------ TEXT UNDER STUDY

C<simple_scan> reads either files supplied on the command line, or standard
input. It creates and runs, or prints, or even both, a L<Test::WWW::Simple>
test for the criteria supplied to it.

C<simple_scan>'s input should be in the following format:

  <URL> <pattern> <Y|N> <comment>

The I<URL> is any URL; I<pattern> is a Perl regular expression, delimited by
slashes; I<Y|N> is C<Y> if the pattern should match, or C<N> if the pattern 
should B<not> match; and I<comment> is any arbitrary text you like (as long as it's all on the same line as everything else).

=head1 COMMAND-LINE SWITCHES

We use L<Getopt::Long> to get the command-line options, so we're really very
flexible as to how they're entered. You can use either one dash (as in
C<-foo>) or two (as in C<--bar>). You only need to enter the minimum number
or characters to match a given switch.

------------
------ EXTRACTED ENTRIES

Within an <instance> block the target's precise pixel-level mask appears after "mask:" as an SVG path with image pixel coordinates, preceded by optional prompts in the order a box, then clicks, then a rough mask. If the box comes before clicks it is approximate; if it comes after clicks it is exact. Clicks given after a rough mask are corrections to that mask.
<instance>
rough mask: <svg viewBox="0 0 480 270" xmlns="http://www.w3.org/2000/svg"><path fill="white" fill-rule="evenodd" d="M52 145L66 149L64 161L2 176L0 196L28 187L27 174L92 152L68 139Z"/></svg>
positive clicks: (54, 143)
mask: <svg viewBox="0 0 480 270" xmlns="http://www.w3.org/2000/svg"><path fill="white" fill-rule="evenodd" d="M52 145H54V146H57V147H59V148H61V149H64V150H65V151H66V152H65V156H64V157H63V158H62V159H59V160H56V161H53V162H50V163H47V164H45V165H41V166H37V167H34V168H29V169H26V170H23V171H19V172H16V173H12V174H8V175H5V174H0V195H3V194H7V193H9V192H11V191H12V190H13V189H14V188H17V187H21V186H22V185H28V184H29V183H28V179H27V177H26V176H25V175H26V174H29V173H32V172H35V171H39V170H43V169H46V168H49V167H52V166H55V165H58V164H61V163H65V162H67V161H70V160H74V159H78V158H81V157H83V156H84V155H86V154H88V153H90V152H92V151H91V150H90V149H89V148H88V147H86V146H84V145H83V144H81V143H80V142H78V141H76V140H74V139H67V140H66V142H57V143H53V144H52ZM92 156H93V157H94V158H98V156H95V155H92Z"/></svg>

------------

TASK REQUIREMENTS
**1)** Answer from the simple_scan documentation above.
(a) From which two sources does simple_scan read its input?
(b) Which module supplies the command-line options?
(c) What value goes in the Y|N field when the pattern should not match?
**2)** Translate this sentence from the simple_scan documentation into French: "You can use either one dash (as in C<-foo>) or two (as in C<--bar>)."
**3)** List every field in the input line format given in the simple_scan documentation.

SOLUTIONS IN ORDER
**1)**
(a) Files supplied on the command line, or standard input.
(b) Getopt::Long.
(c) N.

**2)** Vous pouvez utiliser soit un seul tiret (comme dans C<-foo>), soit deux (comme dans C<--bar>).

**3)**
URL
pattern
Y|N
comment